Your task: Can you quote the lines below exactly, starting at the line with "Task: point to each instance of the tail" and going through the last one?

+++ Given records

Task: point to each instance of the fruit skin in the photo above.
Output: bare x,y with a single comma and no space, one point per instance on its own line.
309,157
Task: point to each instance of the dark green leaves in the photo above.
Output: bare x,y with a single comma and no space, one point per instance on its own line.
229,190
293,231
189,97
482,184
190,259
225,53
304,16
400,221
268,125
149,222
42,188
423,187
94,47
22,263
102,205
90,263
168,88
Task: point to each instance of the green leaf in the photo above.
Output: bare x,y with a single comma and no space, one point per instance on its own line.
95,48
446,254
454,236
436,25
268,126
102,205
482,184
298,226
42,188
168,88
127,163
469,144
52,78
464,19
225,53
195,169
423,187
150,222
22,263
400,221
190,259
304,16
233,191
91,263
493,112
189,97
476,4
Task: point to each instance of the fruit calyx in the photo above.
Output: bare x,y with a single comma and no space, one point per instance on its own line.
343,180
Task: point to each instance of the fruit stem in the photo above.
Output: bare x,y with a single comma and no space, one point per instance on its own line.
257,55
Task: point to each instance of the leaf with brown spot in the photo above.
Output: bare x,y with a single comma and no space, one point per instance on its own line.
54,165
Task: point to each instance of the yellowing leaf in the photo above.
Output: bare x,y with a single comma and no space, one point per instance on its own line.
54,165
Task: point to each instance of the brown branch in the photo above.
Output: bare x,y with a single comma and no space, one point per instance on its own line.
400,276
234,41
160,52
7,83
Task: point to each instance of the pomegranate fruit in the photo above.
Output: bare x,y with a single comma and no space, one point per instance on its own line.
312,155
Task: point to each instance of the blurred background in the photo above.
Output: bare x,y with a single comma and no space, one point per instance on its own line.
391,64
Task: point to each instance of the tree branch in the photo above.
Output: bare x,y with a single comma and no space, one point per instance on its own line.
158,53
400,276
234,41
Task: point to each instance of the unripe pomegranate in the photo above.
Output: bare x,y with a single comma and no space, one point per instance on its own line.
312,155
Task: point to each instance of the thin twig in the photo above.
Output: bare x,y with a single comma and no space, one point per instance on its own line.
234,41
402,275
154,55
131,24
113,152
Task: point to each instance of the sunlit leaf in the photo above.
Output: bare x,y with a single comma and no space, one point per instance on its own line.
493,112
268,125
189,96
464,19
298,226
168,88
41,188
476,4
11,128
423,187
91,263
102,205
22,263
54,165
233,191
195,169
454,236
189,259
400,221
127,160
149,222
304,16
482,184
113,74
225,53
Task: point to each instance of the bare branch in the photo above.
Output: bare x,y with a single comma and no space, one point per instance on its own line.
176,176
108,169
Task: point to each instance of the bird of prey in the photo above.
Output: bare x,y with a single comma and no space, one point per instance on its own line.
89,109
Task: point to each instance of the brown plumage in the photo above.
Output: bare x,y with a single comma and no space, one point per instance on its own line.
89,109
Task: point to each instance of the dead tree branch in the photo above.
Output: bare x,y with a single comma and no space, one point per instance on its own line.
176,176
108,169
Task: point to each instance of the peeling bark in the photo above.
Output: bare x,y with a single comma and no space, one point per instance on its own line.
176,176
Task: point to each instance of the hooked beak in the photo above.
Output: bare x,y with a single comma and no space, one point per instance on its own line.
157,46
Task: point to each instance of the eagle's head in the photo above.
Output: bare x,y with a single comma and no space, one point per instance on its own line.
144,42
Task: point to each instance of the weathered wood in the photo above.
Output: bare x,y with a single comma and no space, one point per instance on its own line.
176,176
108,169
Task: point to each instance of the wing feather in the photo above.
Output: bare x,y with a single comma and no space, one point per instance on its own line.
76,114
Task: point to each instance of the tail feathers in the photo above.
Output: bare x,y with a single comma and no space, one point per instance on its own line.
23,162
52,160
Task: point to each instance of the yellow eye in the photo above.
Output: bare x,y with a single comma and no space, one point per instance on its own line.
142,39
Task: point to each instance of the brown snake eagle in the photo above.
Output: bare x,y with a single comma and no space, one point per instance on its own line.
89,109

++++++

Task answer:
Task: point to each instance of the tail feathers in the photo above.
Output: bare x,y with a single comma and no space, one point per instance on its own line.
23,162
52,160
Task: point to each instance of the yellow eye in the photo above.
Output: bare x,y with a single comma and no space, one point per instance on its own line.
142,39
Task: point to each instance of the brown snake eagle in the photo above.
Output: bare x,y with a single comma and no space, one point per instance on its own line.
89,109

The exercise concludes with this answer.